TASK DETAILS
This exercise calls for an exact copy of the data below.

START RECORD EXCERPTS

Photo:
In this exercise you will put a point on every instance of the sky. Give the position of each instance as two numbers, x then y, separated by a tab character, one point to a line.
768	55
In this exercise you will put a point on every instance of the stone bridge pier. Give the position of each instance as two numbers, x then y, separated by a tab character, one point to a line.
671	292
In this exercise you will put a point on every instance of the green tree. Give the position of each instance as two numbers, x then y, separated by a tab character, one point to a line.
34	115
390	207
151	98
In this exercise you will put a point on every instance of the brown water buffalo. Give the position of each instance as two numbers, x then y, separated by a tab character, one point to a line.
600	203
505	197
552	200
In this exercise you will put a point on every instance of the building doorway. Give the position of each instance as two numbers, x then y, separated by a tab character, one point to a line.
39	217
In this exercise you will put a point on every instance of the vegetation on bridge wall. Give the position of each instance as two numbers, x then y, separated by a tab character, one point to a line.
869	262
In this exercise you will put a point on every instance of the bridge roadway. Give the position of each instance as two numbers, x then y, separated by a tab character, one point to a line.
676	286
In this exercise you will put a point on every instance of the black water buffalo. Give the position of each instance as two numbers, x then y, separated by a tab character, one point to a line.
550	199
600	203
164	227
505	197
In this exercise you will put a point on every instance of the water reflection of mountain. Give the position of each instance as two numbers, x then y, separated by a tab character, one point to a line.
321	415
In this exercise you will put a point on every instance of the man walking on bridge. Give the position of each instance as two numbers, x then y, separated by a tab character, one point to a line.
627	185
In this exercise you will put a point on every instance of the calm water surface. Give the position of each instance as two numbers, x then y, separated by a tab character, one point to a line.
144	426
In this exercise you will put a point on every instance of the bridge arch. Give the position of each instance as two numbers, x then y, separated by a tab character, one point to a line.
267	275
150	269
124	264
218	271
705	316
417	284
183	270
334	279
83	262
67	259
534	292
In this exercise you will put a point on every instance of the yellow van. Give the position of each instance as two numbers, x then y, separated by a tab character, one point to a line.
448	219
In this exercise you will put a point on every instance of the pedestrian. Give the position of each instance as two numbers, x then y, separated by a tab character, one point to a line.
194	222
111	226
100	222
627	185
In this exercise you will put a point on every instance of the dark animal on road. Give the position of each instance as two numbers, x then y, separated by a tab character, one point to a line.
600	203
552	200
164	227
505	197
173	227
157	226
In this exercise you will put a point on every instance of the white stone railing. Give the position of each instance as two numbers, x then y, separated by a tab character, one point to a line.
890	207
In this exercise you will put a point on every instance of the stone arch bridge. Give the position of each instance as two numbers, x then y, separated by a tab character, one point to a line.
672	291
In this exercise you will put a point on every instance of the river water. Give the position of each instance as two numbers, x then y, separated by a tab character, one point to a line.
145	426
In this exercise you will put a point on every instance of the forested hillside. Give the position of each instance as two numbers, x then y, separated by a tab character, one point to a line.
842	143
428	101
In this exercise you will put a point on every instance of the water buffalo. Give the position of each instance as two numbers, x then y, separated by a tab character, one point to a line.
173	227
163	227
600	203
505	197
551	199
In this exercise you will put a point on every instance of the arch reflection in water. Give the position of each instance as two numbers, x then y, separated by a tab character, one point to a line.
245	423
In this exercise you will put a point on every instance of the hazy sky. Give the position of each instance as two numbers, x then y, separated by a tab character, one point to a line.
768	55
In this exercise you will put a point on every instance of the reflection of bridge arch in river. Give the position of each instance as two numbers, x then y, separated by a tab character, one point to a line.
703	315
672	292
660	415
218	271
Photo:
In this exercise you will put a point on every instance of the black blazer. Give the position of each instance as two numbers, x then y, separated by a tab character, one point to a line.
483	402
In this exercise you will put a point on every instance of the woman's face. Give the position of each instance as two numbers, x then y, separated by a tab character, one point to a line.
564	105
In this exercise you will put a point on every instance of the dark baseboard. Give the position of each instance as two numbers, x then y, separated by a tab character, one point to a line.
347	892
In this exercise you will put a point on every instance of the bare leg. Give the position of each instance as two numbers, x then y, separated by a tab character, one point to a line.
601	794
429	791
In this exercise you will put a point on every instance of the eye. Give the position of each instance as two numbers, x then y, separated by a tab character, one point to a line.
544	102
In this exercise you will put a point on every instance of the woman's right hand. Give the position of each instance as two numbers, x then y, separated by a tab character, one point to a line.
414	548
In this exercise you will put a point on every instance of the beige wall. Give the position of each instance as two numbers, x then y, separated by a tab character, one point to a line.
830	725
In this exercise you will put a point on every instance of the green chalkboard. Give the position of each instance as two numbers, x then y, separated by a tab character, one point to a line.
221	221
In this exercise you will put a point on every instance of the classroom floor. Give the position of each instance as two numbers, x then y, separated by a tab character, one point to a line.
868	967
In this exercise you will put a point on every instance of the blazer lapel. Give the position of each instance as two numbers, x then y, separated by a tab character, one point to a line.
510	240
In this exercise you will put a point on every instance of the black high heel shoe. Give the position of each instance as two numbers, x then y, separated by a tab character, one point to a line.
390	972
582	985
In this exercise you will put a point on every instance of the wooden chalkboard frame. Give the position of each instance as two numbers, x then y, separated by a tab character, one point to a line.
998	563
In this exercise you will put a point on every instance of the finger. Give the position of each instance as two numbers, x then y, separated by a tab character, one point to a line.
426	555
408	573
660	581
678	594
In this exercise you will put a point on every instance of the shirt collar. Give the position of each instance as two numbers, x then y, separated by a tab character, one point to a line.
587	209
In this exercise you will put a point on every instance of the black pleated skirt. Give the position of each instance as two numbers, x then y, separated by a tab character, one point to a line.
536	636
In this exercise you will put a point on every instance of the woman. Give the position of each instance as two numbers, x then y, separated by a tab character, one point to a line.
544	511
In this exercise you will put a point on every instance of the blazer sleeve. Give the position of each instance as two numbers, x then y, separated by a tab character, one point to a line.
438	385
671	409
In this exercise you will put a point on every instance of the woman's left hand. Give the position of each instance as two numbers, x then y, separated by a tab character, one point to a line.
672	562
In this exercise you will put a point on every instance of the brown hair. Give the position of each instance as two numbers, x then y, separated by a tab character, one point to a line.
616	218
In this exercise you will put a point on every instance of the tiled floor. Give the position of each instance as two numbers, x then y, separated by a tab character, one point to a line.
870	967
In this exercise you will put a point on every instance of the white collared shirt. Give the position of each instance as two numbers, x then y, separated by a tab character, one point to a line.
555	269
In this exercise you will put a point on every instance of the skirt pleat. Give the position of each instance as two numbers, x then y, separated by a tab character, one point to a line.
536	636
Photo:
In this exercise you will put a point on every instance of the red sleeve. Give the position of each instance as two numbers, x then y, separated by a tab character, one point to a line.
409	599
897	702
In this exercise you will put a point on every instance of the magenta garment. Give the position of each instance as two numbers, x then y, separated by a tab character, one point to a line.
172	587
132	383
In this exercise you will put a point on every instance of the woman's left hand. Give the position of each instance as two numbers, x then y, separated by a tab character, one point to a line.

END RECORD EXCERPTS

SOLUTION FOR THIS TASK
Photo:
In this exercise you will put a point on every instance of the sky. Give the position of each instance as two numbers, x then y, separated by a tab character, one point to a line.
768	55
In this exercise you will put a point on every instance of the stone bridge pier. Give the position of each instance as two numbers, x then y, separated by a tab character, one point to a line.
671	292
In this exercise you will put a point on every instance of the green tree. Give the position of each instance as two numbers, x then y, separated by a tab character, one point to a line.
34	115
390	207
151	98
In this exercise you will put a point on every instance of the brown water buffalo. Give the position of each instance as two numbers, x then y, separated by a tab character, one point to a line.
600	203
505	197
552	200
In this exercise you will put a point on every instance of the building doorway. Give the position of each instance as two numbers, x then y, separated by a tab character, one point to a line.
39	217
In this exercise you will put a point on every instance of the vegetation on bridge wall. Give the position of each instance as two numbers, x then y, separated by a tab character, one point to a line.
869	262
In this exercise you will put a point on every instance of the bridge roadway. Give the position of each instance as two numbers, x then y, separated by a tab character, one point to a line.
676	286
In this exercise you will put a point on every instance of the black water buffalo. Give the position of each instance as two numbers, x then y, separated by a tab character, one point to a line.
550	199
600	203
164	227
505	197
In this exercise you will put a point on every instance of the water reflection of mountain. Give the position of each instance as two numbers, x then y, separated by a tab character, one point to a line.
321	415
In this exercise you will put a point on every instance of the man walking on bridge. Give the position of each instance as two numbers, x then y, separated by a tab character, one point to a line.
627	185
In this exercise you will put a point on every instance of the calm water surface. Give the position of each instance as two numbers, x then y, separated by a tab character, one point to a line.
144	426
In this exercise you will put a point on every instance of the bridge arch. Give the position of each instance as two numbers, x then y, separated by a tab character, one point to a line.
267	275
150	269
124	264
218	271
705	316
417	284
183	270
334	279
83	262
67	259
534	292
In this exercise you will put a point on every instance of the yellow van. Give the position of each instance as two numbers, x then y, separated by a tab character, one point to a line.
448	219
In this exercise you will put a point on every instance of the pedestrian. Give the position of each instance as two numbers, x then y, separated by a tab character, one point to a line.
194	222
111	226
100	222
627	185
In this exercise you will put a point on every instance of the dark animal on road. Give the position of each instance as two numbers, x then y, separated by a tab character, one point to a line.
600	203
552	200
164	227
505	197
173	227
157	226
In this exercise you will put a point on every instance of the white stone railing. Give the position of each instance as two numbers, x then y, separated by a tab character, one point to a line.
890	207
In this exercise you will put a point on every instance of the stone arch bridge. Give the position of each instance as two numbers, x then y, separated by a tab character, one point to a line.
672	291
In this exercise you will put a point on every instance of the river water. Give the position of each instance as two numbers, x then y, separated by a tab character, one point to a line.
145	426
In this exercise you will put a point on every instance of the forested hillside. Give the position of each instance as two numbers, x then y, separated by a tab character, one point to a line.
842	143
428	101
In this exercise you will put a point on every instance of the water buffalo. Give the position of each instance as two numbers, x then y, separated by a tab character, one point to a line.
173	227
163	227
600	203
505	197
551	199
In this exercise you will put a point on every instance of the arch reflection in water. Give the position of each instance as two numbers, x then y, separated by a tab character, one point to a line.
245	423
In this exercise you will put a point on every instance of the hazy sky. Give the position of each instance as two numbers, x then y, separated by a tab character, one point to a line.
768	55
In this exercise you will put a point on every instance of the reflection of bridge arch in river. Give the position of each instance as two numbers, x then y, separated by a tab character, one point to a line.
703	315
672	292
660	415
218	271
Photo:
In this exercise you will put a point on every instance of the black blazer. Give the position of each instance as two numbers, x then y, separated by a tab character, one point to a line.
483	402
In this exercise you will put a point on every instance of the woman's face. Give the position of each instance as two numbers, x then y, separated by a tab character, one point to a line.
564	105
In this exercise you will put a point on every instance of the dark baseboard. Give the position of each instance as two numbers, x then y, separated by a tab character, one point to a line.
347	892
In this exercise you will put a point on every instance of the bare leg. Give the position of each instance as two numbers, x then y, separated by a tab character, one point to a line.
601	794
429	791
In this exercise you will put a point on every instance of the eye. Give the position of each instance as two numbers, x then y, separated by a tab character, one point to a line.
544	102
In this exercise you will put a point on every instance of the woman's right hand. Give the position of each instance as two numbers, x then y, separated by a tab character, one point to a line.
414	548
In this exercise you will put a point on every instance of the beige wall. Give the position of each instance as two numbers, x then y, separated by a tab character, one point to a line.
830	725
In this exercise you will put a point on every instance of the green chalkboard. Give the position of each instance as two numbers, x then y, separated by a tab character, one point to a line.
221	221
In this exercise you will put a point on every instance of the classroom floor. Give the position of each instance as two numbers, x then y, separated by a tab character, one point to a line.
868	967
In this exercise you will put a point on every instance of the blazer lapel. Give the position of each instance as two numbers, x then y, separated by a tab character, one point to a line.
510	240
In this exercise you will put a point on every instance of the black high heel shoe. Give the position of each instance as two numbers, x then y, separated by a tab character, one point to a line.
390	972
582	985
In this exercise you will put a point on every instance of the wooden chalkboard frame. Give the position of each instance as two numbers, x then y, separated by a tab character, one point to a line.
998	563
In this exercise you will put a point on every instance of the finger. Give the position of each instance as two numbers, x then y, separated by a tab character, one point to a line.
426	555
408	573
660	581
678	594
In this exercise you will put a point on every instance of the shirt collar. Give the position of each instance as two numbers, x then y, separated by a tab character, one point to a line.
587	209
In this exercise you will put a point on every instance of the black pleated skirt. Give the position of each instance as two numbers, x then y, separated by a tab character, one point to a line.
536	636
In this exercise you will put a point on every instance of the woman. Give the position of each instance as two numbers, x then y, separated by a tab character, one point to a line.
544	511
In this exercise you will put a point on every instance of the blazer sleeve. Give the position of each instance as two numbers, x then y, separated by a tab character, one point to a line.
438	385
671	409
In this exercise you will put a point on every instance of the woman's left hand. Give the position of each instance as two numbers, x then y, separated by a tab character, one point to a line.
672	562
In this exercise you will put a point on every instance of the brown hair. Give the position of each instance as two numbers, x then y, separated by a tab character, one point to a line.
616	218
In this exercise you will put a point on every instance of the tiled floor. Give the position of each instance as two numbers, x then y, separated by a tab character, one point to a line.
870	967
In this exercise you will put a point on every instance of the white collared shirt. Give the position of each instance as two numbers, x then y, separated by a tab character, one point to a line.
555	269
In this exercise you will put a point on every instance of the skirt pleat. Give the position of each instance as two numbers, x then y, separated by a tab character, one point to a line.
536	636
Photo:
In this exercise you will put a point on every instance of the red sleeve. Give the position of each instance as two numbers, x then y, separated by a tab character, one point to a line.
409	599
897	702
In this exercise you will put a point on every instance of the magenta garment. Give the position of each instance as two numbers, x then y, separated by a tab character, one point to a line.
172	587
132	383
In this exercise you will put a point on every instance of the woman's left hand. Give the position of each instance as two numbers, x then y, separated by a tab character, one point to a line.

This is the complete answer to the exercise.